Reading passage:
□ □ □ □

The film, "Postal," would be the first mass-marketed film to
mock the tragedy of 9/11.
U.S. distributor Freestyle Releasing has confirmed it's negotiating the
national cinema release of the film, which is currently unrated.
Based on the ultra-violent video game of the same name, a trailer featuring
the plane crash is already on YouTube.com, and critics are fuming.
"How can you parody an act of mass murder?" fumed Debra Burlingame,
whose brother Charles was the pilot of American Airlines Flight 77, which
was hijacked and crashed into the Pentagon on 9/11.
"Eleven-hundred families got no scrap of remains. Does that mean
nothing to him? Is there any line this man wouldn't cross?"
Pariah German film director Uwe Boll, who revels in his crass reputation
in the industry, is unapologetic.
"It's harsh, but in the context of the movie it definitely makes
sense," Boll says of the scene showing a plane heading straight for
what appears to be a World Trade Center tower.
Featuring David Foley of "NewsRadio" and Seymour Cassel of "Rushmore,"
the film follows a few days in the life of an average Joe whose downward
spiral causes him to "go postal" and embark on a violent rampage.
The pair set off to rob a Nazi-themed amusement park, only to learn the
Taliban are planning the same heist. Chaos ensues, and the duo take on
not only the terrorists, but political figures as well.
Boll, who also directed "BloodRayne," "House of the Dead"

□ □ □ □

(Excerpts from a dataset)
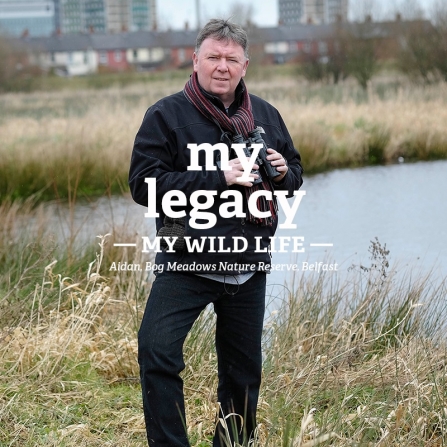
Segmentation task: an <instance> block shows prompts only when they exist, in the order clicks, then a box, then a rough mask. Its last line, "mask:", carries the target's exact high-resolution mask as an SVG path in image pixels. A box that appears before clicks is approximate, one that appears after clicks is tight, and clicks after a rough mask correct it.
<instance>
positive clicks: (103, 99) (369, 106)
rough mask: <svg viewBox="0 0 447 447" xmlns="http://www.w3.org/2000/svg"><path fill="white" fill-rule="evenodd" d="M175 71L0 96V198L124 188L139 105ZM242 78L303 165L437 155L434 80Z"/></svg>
mask: <svg viewBox="0 0 447 447" xmlns="http://www.w3.org/2000/svg"><path fill="white" fill-rule="evenodd" d="M185 80H186V79H172V80H171V79H169V80H165V81H163V80H156V81H153V82H151V83H142V84H138V85H130V86H126V87H122V88H117V87H113V88H108V89H101V90H87V89H86V90H80V91H70V90H67V91H62V92H39V93H30V94H7V95H3V96H1V97H0V133H1V135H2V143H1V146H0V157H1V160H2V163H1V164H0V202H1V201H5V200H14V199H16V198H20V199H25V198H28V197H30V196H33V197H35V198H36V199H38V200H42V199H54V198H62V199H64V200H66V199H69V200H72V199H73V198H76V197H89V196H98V195H102V194H114V193H119V192H122V191H127V174H128V172H127V169H128V165H129V159H130V154H131V151H132V144H133V139H134V137H135V134H136V132H137V130H138V127H139V125H140V123H141V120H142V117H143V114H144V112H145V110H146V109H147V107H148V106H149V105H151V104H153V103H154V102H155V101H156V100H157V99H159V98H161V97H163V96H165V95H167V94H169V93H173V92H175V91H178V90H180V89H181V88H182V87H183V84H184V81H185ZM248 82H249V88H250V91H252V92H253V93H254V94H257V95H259V96H262V97H264V98H266V99H268V100H269V101H271V102H272V103H273V104H274V105H275V106H276V107H277V108H278V110H279V111H280V112H281V114H282V116H283V117H284V120H285V121H286V123H287V126H288V128H289V131H290V133H291V135H292V137H293V140H294V142H295V145H296V147H297V148H298V150H299V151H300V153H301V155H302V158H303V165H304V168H305V171H306V173H308V174H311V173H314V172H321V171H324V170H328V169H333V168H341V167H353V166H364V165H369V164H377V163H395V162H398V161H400V162H402V161H406V162H408V161H416V160H432V159H445V158H447V131H446V128H445V122H447V106H446V103H447V87H446V86H445V85H444V84H440V85H436V86H429V87H415V86H413V85H411V84H405V83H401V84H399V86H398V87H396V86H395V84H393V83H391V82H388V84H383V83H382V84H381V83H380V82H379V80H378V81H377V84H376V87H375V88H371V89H370V91H369V92H367V95H368V96H366V97H359V94H358V92H357V90H356V87H355V85H353V84H351V83H349V82H348V81H347V82H346V83H345V84H343V85H340V86H325V85H321V86H318V87H315V86H312V85H309V84H306V83H303V82H302V81H300V80H299V79H295V78H290V77H289V78H288V77H276V78H272V79H269V80H268V81H262V80H259V79H256V78H255V79H253V80H252V81H248ZM383 85H385V86H387V87H386V88H385V87H384V86H383ZM380 86H381V88H379V87H380ZM363 94H365V93H363Z"/></svg>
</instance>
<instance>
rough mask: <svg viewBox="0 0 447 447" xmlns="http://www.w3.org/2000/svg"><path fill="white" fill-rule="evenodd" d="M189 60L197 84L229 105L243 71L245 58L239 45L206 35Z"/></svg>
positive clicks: (238, 82) (241, 48) (229, 41)
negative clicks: (190, 61)
mask: <svg viewBox="0 0 447 447" xmlns="http://www.w3.org/2000/svg"><path fill="white" fill-rule="evenodd" d="M193 62H194V71H195V72H196V73H197V77H198V80H199V84H200V85H201V87H202V88H203V89H204V90H205V91H207V92H208V93H211V94H212V95H215V96H217V97H218V98H220V100H221V101H222V102H223V103H224V105H225V107H229V105H230V104H231V103H232V102H233V100H234V92H235V90H236V87H237V85H238V84H239V81H240V80H241V78H243V77H244V76H245V73H246V71H247V66H248V59H247V58H246V57H245V55H244V50H243V48H242V47H241V46H240V45H239V44H237V43H236V42H233V41H232V40H228V41H225V40H215V39H213V38H211V37H208V38H207V39H205V40H204V41H203V42H202V45H201V46H200V49H199V51H198V53H194V56H193Z"/></svg>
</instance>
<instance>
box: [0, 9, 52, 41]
mask: <svg viewBox="0 0 447 447" xmlns="http://www.w3.org/2000/svg"><path fill="white" fill-rule="evenodd" d="M54 22H55V10H54V2H53V0H12V1H10V0H0V33H3V34H6V35H11V36H21V35H22V34H30V35H33V36H48V35H50V34H51V33H52V32H53V31H54Z"/></svg>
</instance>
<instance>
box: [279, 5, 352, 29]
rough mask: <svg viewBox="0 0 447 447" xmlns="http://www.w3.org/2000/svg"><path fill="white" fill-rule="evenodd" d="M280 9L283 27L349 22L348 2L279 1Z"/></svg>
mask: <svg viewBox="0 0 447 447" xmlns="http://www.w3.org/2000/svg"><path fill="white" fill-rule="evenodd" d="M278 7H279V22H280V23H281V24H282V25H294V24H297V23H313V24H322V23H333V22H336V21H343V22H346V21H347V20H348V0H278Z"/></svg>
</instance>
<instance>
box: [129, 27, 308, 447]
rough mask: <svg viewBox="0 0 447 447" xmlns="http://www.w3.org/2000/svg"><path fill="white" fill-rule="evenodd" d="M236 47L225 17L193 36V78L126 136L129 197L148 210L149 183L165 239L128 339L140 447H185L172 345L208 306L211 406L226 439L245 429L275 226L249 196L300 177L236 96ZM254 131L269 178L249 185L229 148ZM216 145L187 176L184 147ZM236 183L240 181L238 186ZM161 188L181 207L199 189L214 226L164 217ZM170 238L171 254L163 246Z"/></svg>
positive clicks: (168, 240) (255, 362)
mask: <svg viewBox="0 0 447 447" xmlns="http://www.w3.org/2000/svg"><path fill="white" fill-rule="evenodd" d="M247 47H248V43H247V35H246V33H245V31H244V30H243V29H242V28H241V27H239V26H237V25H235V24H232V23H231V22H228V21H225V20H211V21H210V22H208V23H207V24H206V25H205V27H204V28H203V29H202V30H201V31H200V33H199V35H198V37H197V42H196V48H195V53H194V55H193V64H194V72H193V74H192V76H191V78H190V80H189V81H188V82H187V84H186V86H185V88H184V90H183V91H182V92H179V93H176V94H174V95H172V96H169V97H167V98H164V99H162V100H160V101H159V102H157V103H156V104H154V105H153V106H152V107H150V108H149V109H148V111H147V112H146V115H145V117H144V120H143V123H142V125H141V127H140V130H139V131H138V134H137V136H136V139H135V145H134V149H133V154H132V160H131V166H130V174H129V184H130V188H131V192H132V196H133V198H134V200H135V201H136V202H137V203H139V204H141V205H143V206H148V183H146V182H145V178H149V179H156V187H157V188H156V209H157V212H158V213H159V217H158V218H157V221H156V226H157V230H158V236H159V237H160V238H161V240H162V241H163V242H164V249H163V250H162V251H161V252H159V253H157V256H156V264H157V265H158V266H161V267H162V268H159V272H161V273H158V274H157V276H156V279H155V281H154V283H153V285H152V289H151V293H150V296H149V299H148V303H147V306H146V310H145V313H144V316H143V320H142V323H141V328H140V331H139V334H138V342H139V351H138V361H139V364H140V373H141V385H142V393H143V407H144V416H145V422H146V430H147V437H148V442H149V446H150V447H162V446H166V447H167V446H169V447H187V446H189V443H188V439H187V434H186V433H185V428H184V421H185V409H184V397H183V383H182V380H181V378H180V376H179V374H180V372H181V371H182V370H183V369H184V366H185V365H184V363H183V352H182V348H183V342H184V340H185V338H186V336H187V334H188V332H189V330H190V329H191V326H192V324H193V323H194V321H195V320H196V319H197V318H198V316H199V314H200V313H201V311H202V310H203V309H204V308H205V307H206V306H207V305H208V304H209V303H213V306H214V311H215V313H216V317H217V319H216V334H215V343H216V351H217V358H218V378H219V384H218V390H217V395H218V401H219V403H220V404H221V408H222V411H223V412H224V413H225V414H229V413H236V414H239V415H241V416H242V418H243V424H242V425H241V424H240V422H239V421H240V420H241V418H234V419H233V422H234V423H235V424H236V425H237V430H231V431H230V436H232V437H236V438H238V439H237V442H239V443H241V444H247V443H248V441H249V439H250V437H252V436H253V434H254V430H255V428H256V406H257V402H258V394H259V386H260V382H261V367H262V355H261V334H262V326H263V319H264V305H265V284H266V268H265V266H266V265H269V264H270V254H269V252H268V247H269V242H270V239H269V238H270V237H271V236H273V235H274V233H275V230H276V226H277V215H276V206H275V205H276V204H275V202H274V196H273V194H272V195H271V196H269V195H268V194H264V193H261V194H259V191H264V192H265V193H266V192H267V191H270V193H272V191H275V190H276V189H278V190H285V191H287V194H288V196H292V195H293V192H294V191H295V190H297V189H299V187H300V186H301V184H302V178H301V174H302V168H301V164H300V156H299V154H298V152H297V151H296V150H295V149H294V147H293V143H292V141H291V138H290V136H289V133H288V131H287V129H286V127H285V125H284V122H283V120H282V118H281V117H280V115H279V113H278V112H277V110H276V109H274V108H273V107H272V106H271V105H269V104H268V103H267V102H265V101H263V100H262V99H260V98H258V97H255V96H253V95H249V94H248V92H247V89H246V87H245V84H244V81H243V77H244V76H245V74H246V71H247V67H248V63H249V61H248V55H247ZM255 128H257V129H258V131H260V132H261V136H262V137H263V139H264V140H265V142H266V145H267V147H268V148H269V149H268V151H267V152H268V156H267V160H268V162H269V163H270V164H271V165H272V166H273V167H274V168H276V173H275V177H274V178H273V179H269V178H268V176H267V175H266V172H265V170H264V169H260V170H259V171H256V170H258V169H259V163H256V164H254V166H253V168H254V171H252V172H251V173H250V174H249V176H248V179H247V178H246V176H245V177H244V166H246V165H247V160H248V157H249V154H246V155H247V156H246V157H244V158H241V157H238V156H236V155H237V154H235V153H234V151H233V150H231V145H232V142H233V139H235V140H237V141H240V140H241V139H242V140H243V141H246V140H247V139H248V138H249V136H250V135H251V134H250V132H252V131H253V130H255ZM238 135H239V136H238ZM238 138H239V139H238ZM219 142H223V143H225V144H226V145H227V146H225V148H226V147H228V149H229V150H230V156H229V158H230V160H229V162H228V163H227V162H226V160H225V157H224V156H222V153H221V154H220V158H219V151H214V152H213V155H214V166H212V168H210V167H209V166H206V153H205V152H206V151H209V150H213V148H211V147H208V149H207V150H200V151H199V154H198V162H199V166H200V169H199V170H192V169H188V167H191V166H192V165H193V164H194V163H195V162H194V160H192V157H193V155H192V152H193V150H192V149H191V148H190V147H188V144H191V143H195V144H198V145H200V144H202V143H209V144H211V145H215V144H216V143H219ZM224 155H225V154H224ZM227 164H228V166H226V165H227ZM241 177H242V178H244V181H239V179H240V178H241ZM261 180H262V182H261ZM258 182H260V183H258ZM172 190H177V191H180V192H182V193H184V195H185V196H186V197H188V198H189V197H190V196H191V195H194V193H197V191H202V192H203V191H207V192H209V194H208V196H207V198H206V201H207V202H209V203H208V204H207V205H209V208H208V209H207V212H209V213H212V214H213V215H214V216H215V219H214V222H213V224H212V225H209V224H208V225H207V222H204V219H197V218H194V219H193V217H192V215H193V208H194V206H193V204H191V203H185V202H184V201H182V200H180V199H179V200H178V202H177V203H178V204H179V206H177V207H175V208H176V210H175V211H176V212H178V214H176V215H171V216H169V215H168V214H169V213H168V212H167V209H165V210H163V198H164V197H165V195H166V194H167V193H171V192H172ZM251 194H259V196H258V200H257V201H252V204H253V203H256V204H257V210H259V212H257V211H256V210H253V208H251V209H250V207H249V206H248V205H247V204H248V202H249V199H250V195H251ZM241 197H242V199H241ZM202 198H203V197H202ZM231 199H233V200H231ZM191 202H192V197H191ZM199 202H200V201H199ZM202 202H203V200H202ZM241 202H243V212H242V210H241V207H240V204H241ZM196 205H197V204H196ZM202 205H203V204H202ZM164 211H166V212H164ZM171 211H172V210H171ZM182 211H183V213H182ZM177 216H179V217H177ZM205 220H206V219H205ZM208 223H209V222H208ZM165 238H166V239H165ZM175 238H176V239H175ZM174 240H175V245H174V247H172V246H170V245H169V243H168V242H173V241H174ZM235 240H238V241H245V246H244V247H243V248H244V250H243V251H241V250H240V249H239V246H238V247H235V245H234V241H235ZM166 241H168V242H166ZM195 243H198V244H199V245H200V246H199V245H194V244H195ZM171 245H172V244H171ZM198 247H199V248H198ZM238 433H239V435H238ZM223 436H225V434H224V433H223V429H222V427H221V426H220V425H218V426H217V428H216V433H215V436H214V441H213V446H214V447H217V446H223V445H225V444H224V443H223V441H222V437H223Z"/></svg>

□ □ □ □

Study questions:
(a) Answer these questions using the article about the film "Postal":
(i) Which U.S. distributor has confirmed that it is negotiating the film's national cinema release?
(ii) Which flight did Debra Burlingame's brother Charles pilot?
(iii) What do the pair set off to rob?
(b) Rewrite the article about the film "Postal" from "Featuring David Foley" to "a violent rampage.", changing "average Joe" to "ordinary man".
(c) Extend the article about the film "Postal" past its final lines.

Task-by-task answers:
(a)
(i) Freestyle Releasing
(ii) American Airlines Flight 77
(iii) A Nazi-themed amusement park

(b)
Featuring David Foley of "NewsRadio" and Seymour Cassel of "Rushmore,"
the film follows a few days in the life of an ordinary man whose downward
spiral causes him to "go postal" and embark on a violent rampage.

(c)
and "Alone in the Dark," described the $20 million film as a
spoof of modern-day taboos, and declared it the harshest satire about
politics since 9/11.
"It's a sad commentary on how little time it took to get from the
universal condemnation of a terrorist attack on innocent people to a filmmaker's
attack on the memory of innocent people in the form of a parody,"
Burlingame said.
Charles Wolf, whose wife Katherine's remains were never recovered after
she died in the trade center, said the plane scene turned his stomach.
"The distributors of this film have a social obligation to warn people
about the scenes," he said. "My wife was in the path of that
plane. I think it sucks. But I'm not going to be a hypocrite and say we
should ban the movie, because this is what [the U.S.] is fighting for
- we're fighting for our freedom."
Cinematic.com is calling the 9/11 scene a "low-rent shock-value ploy."
But Boll said the 9/11 crash clip was being viewed out of context, and
the makers of the film discussed it at length before including it in the
final cut.
"We did it to show the unbelievable stupidity of suicide bombers,"
he said.
"Postal" is slated to screen in Germany on Sept. 27, and could
be shown in Canada even before that. Produced by the Boll KG studio, "Postal"
was filmed in Vancouver last September and October.